→ SHORT EXERCISE:
Please update the records below so that every "pixel-coordinate boxes" reads "bounding boxes in pixel coordinates", and leave everything else unchanged.
════════════════
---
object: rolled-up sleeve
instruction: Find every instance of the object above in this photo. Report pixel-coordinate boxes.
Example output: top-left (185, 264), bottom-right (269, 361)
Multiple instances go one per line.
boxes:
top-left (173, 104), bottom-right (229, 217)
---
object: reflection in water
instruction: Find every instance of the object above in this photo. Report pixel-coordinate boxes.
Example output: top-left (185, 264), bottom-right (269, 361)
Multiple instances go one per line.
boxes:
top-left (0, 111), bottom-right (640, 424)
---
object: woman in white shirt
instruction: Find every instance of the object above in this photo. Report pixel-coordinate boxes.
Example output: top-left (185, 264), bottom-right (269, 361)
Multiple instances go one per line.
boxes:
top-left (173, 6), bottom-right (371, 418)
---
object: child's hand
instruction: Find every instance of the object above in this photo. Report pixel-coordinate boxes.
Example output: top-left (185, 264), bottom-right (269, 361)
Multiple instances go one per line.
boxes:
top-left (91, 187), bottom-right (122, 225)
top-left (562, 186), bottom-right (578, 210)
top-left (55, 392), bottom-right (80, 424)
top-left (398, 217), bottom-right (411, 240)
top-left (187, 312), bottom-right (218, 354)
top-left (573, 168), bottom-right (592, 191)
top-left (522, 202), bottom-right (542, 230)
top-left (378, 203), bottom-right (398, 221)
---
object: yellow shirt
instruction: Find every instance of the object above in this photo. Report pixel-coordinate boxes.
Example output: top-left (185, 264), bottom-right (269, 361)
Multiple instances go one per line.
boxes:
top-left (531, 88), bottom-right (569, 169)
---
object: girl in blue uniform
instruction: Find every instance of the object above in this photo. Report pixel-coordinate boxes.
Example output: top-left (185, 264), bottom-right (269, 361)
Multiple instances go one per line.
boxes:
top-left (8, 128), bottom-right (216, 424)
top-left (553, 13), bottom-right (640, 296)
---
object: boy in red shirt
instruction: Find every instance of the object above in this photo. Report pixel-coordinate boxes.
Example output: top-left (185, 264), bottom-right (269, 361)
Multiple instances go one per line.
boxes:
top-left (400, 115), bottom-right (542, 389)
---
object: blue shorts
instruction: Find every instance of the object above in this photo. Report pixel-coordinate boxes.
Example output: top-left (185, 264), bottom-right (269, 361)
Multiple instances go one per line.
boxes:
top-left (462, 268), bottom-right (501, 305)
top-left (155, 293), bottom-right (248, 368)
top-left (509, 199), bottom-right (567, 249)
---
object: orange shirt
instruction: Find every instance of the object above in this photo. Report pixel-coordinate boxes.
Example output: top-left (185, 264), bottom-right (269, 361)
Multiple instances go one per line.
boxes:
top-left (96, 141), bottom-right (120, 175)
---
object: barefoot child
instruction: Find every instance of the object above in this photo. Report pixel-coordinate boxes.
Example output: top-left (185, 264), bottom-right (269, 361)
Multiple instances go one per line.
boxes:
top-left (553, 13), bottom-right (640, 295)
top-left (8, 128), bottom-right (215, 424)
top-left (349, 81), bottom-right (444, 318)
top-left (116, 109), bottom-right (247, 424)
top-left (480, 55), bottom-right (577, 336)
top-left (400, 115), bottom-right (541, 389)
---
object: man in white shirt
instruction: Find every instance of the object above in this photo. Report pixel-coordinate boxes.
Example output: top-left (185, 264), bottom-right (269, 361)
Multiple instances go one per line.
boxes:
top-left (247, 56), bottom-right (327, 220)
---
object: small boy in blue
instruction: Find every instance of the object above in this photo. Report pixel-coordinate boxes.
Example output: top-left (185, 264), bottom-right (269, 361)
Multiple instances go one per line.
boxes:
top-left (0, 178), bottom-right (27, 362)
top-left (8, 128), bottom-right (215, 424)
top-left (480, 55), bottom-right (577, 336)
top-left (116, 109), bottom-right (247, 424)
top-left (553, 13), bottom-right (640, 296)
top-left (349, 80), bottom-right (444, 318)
════════════════
→ SOLUTION TO THIS TASK:
---
object: rolled-up sleeve
instruction: Find every instance of the object above in this photo. Report bounding boxes in pixel coordinates.
Example output: top-left (185, 264), bottom-right (269, 361)
Multiple instances go one per line.
boxes:
top-left (173, 104), bottom-right (229, 217)
---
object: reflection in water
instruction: Find every instance of the object above in this photo. Report bounding boxes in pixel coordinates.
Example output: top-left (185, 264), bottom-right (269, 361)
Multiple instances go one per line.
boxes:
top-left (0, 111), bottom-right (640, 424)
---
object: woman in white shirt
instruction: Find every instance of the object above in this photo. Report bounding boxes in pixel coordinates.
Example output: top-left (185, 264), bottom-right (269, 361)
Multiple instances go one per line.
boxes:
top-left (173, 6), bottom-right (371, 418)
---
object: child's hand
instruction: Find every instance of the object above in this photo. Report bounding boxes in pixel coordinates.
Example output: top-left (185, 264), bottom-right (269, 361)
Multiple instances go one per line.
boxes:
top-left (91, 187), bottom-right (122, 225)
top-left (562, 186), bottom-right (578, 210)
top-left (55, 392), bottom-right (80, 424)
top-left (398, 217), bottom-right (411, 240)
top-left (187, 312), bottom-right (218, 354)
top-left (573, 168), bottom-right (592, 191)
top-left (522, 202), bottom-right (542, 230)
top-left (378, 203), bottom-right (398, 221)
---
object: yellow shirt
instruction: Find every instance of the object above in this photo. Report bounding boxes in pixel coordinates.
Example output: top-left (185, 264), bottom-right (269, 361)
Multiple instances go one per line.
boxes:
top-left (531, 88), bottom-right (569, 169)
---
object: girl in blue uniform
instruction: Find every instance of the object above in this photo. Report bounding boxes in pixel coordinates.
Example output: top-left (185, 264), bottom-right (269, 361)
Multiple instances go one per line.
boxes:
top-left (8, 128), bottom-right (216, 424)
top-left (553, 13), bottom-right (640, 296)
---
object: boy in red shirt
instruction: Find every instance of the object above in this photo. Report bounding boxes in pixel coordinates.
Example output: top-left (185, 264), bottom-right (269, 361)
Multiple instances go one per line.
boxes:
top-left (400, 115), bottom-right (542, 389)
---
object: blue shorts
instruction: Find every instance of the object above in this photo. Report bounding boxes in pixel coordinates.
Example output: top-left (185, 264), bottom-right (269, 361)
Multiple instances go one per line.
boxes:
top-left (462, 268), bottom-right (501, 305)
top-left (155, 293), bottom-right (248, 368)
top-left (509, 199), bottom-right (567, 249)
---
object: orange shirt
instruction: Find every instance of the object above in this photo. Report bounding boxes in pixel coordinates.
Example output: top-left (185, 264), bottom-right (269, 361)
Multiple instances go one per line.
boxes:
top-left (96, 141), bottom-right (120, 175)
---
object: barefoot child
instruction: Find every instance of the object above in this photo. Report bounding boxes in pixel coordinates.
Example output: top-left (185, 264), bottom-right (269, 361)
Multiple instances go one per line.
boxes:
top-left (553, 13), bottom-right (640, 295)
top-left (8, 128), bottom-right (215, 424)
top-left (349, 81), bottom-right (444, 318)
top-left (116, 109), bottom-right (247, 424)
top-left (480, 55), bottom-right (577, 336)
top-left (400, 115), bottom-right (541, 389)
---
object: man in white shirt
instruction: Find every instance of the object above in this photo. Report bounding boxes in pixel coordinates.
Example output: top-left (185, 264), bottom-right (269, 361)
Multiple instances go one per line.
boxes:
top-left (247, 56), bottom-right (327, 220)
---
object: small boy in blue
instruction: Find every instance of the object above in this photo. Report bounding boxes in pixel coordinates.
Example output: top-left (185, 264), bottom-right (269, 361)
Multiple instances go one per line.
boxes:
top-left (0, 178), bottom-right (27, 362)
top-left (8, 128), bottom-right (215, 424)
top-left (480, 55), bottom-right (577, 336)
top-left (116, 109), bottom-right (247, 424)
top-left (553, 13), bottom-right (640, 296)
top-left (349, 80), bottom-right (444, 318)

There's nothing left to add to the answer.